» Bacaan
....
Bolehkan wanita muslimah
menjadi model iklan sebuah produk?
Source: Google Image |
Pertanyaan tersebut selalu
berulang.
Setelah ada jawaban, sering
kali masih tidak puas.
Mereka bertanya, “Mana
dalilnya?”
Bagi yang mengatakan boleh,
karena menganggap tidak ada dalil yang mengharamkannya. Lantas apa yang disebut
dengan dalil? Bagaimana memahami hukum dari sebuah dalil?
Jangan-jangan penanya tidak
paham pertanyaan dasar tersebut.
Bisa jadi dia mengira nash itu
selalu dapat dipahami secara manthuq atau secara tekstual
menyatakan keharaman, dst. Padahal nash dapat dipahami juga
secara mafhum (pemahaman dan penunjukkan lafazh)
bahkan ma’qul (qiyas).
Jawaban atas pernyataan tersebut adalah haram bagi wanita bekerja dimana
dalam pekerjaan tersebut dieksploitasi aspek kewanitaan atau feminitasnya,
bukan aspek usaha atau tenaganya.
Dalam kutaib Ahkam al-Usrah fi al-Islam wa Dauruha fi
al-Huffazh 'ala al-Siyaj al-Ijtima'i li al-Mujtama'at yang merujuk
kitab Muqaddimah al-Dustur Bab al-Nizham al-Ijtima’i disebutkan
kaidah sebagai berikut:
يمنع كل من الرجل والمرأة من مباشرة أي عمل فيه خطر على الأخلاق، أو فساد في المجتمع
"Setiap dari pria dan wanita dilarang untuk melakukan pekerjaan
manapun yang di dalamnya ada suatu yang membahayakan akhlak (which could
undermine the morals) atau kerusakan masyarakat (causes corruption in
the society).
Adapun dalil akan hal itu adalah sabda Nabi Muhammad shallallahu
‘alaihi wa sallam,
روي عن رافع بن رفاعة قال: «وَنَهَانَا عَنْ كَسْبِ الأَمَةِ إِلاَّ مَا عَمِلَتْ بِيَدِهَا وَقَالَ هَكَذَا بِأَصَابِعِهِ نَحْوَ الْخبْزِ وَالْغَزْلِ وَالنفْشِ» أخرجه أحمد وصححه والحاكم
"Diriwayatkan dari Rafi’ bin Rifa’ah, dia berkata, 'Nabi shallallahu
‘alaihi wa sallam telah melarang kami dari pekerjaan seorang pelayan
wanita kecuali yang dikerjakan dengan kedua tangannya (except that which she
did with her hands). Beliau bersabda, "Begini (dia kerjakan) dengan
jari-jemarinya seperti membuat roti, menenun dan mengurai wol (bread-making,
sewing, and inscribing).”' (HR. Ahmad dan al-Hakim menetapkan
keshahihannya)
....
» Cuplikan Data
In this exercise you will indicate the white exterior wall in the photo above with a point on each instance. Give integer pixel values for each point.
....
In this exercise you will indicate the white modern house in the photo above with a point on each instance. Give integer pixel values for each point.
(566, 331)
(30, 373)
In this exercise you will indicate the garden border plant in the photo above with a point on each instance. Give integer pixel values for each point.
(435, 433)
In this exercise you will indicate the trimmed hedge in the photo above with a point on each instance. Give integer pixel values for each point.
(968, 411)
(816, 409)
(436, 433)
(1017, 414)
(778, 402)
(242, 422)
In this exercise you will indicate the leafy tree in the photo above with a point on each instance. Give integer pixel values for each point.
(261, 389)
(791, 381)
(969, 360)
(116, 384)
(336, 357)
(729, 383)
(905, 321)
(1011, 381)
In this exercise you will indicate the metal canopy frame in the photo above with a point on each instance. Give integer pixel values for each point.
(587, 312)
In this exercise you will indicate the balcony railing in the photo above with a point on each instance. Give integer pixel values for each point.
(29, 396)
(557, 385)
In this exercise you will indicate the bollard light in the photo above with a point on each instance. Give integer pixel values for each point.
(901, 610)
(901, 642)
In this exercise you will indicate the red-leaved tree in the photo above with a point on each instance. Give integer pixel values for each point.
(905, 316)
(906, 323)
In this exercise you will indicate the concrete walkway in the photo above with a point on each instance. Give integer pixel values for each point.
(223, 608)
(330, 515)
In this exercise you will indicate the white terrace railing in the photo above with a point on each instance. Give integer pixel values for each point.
....
» Petunjuk A
Berdasarkan bacaan tentang wanita muslimah sebagai model iklan, jelaskan dalam satu sampai tiga kalimat mengapa sebagian orang menyatakan hal itu boleh.
» Petunjuk B
Tolong sebutkan dari siapa hadis dalam bacaan tentang wanita muslimah sebagai model iklan itu diriwayatkan.

» Jawaban Akhir A
Sebagian orang menyatakan boleh karena mereka menganggap tidak ada dalil yang mengharamkannya.

» Jawaban Akhir B
Hadis itu diriwayatkan dari Rafi’ bin Rifa’ah.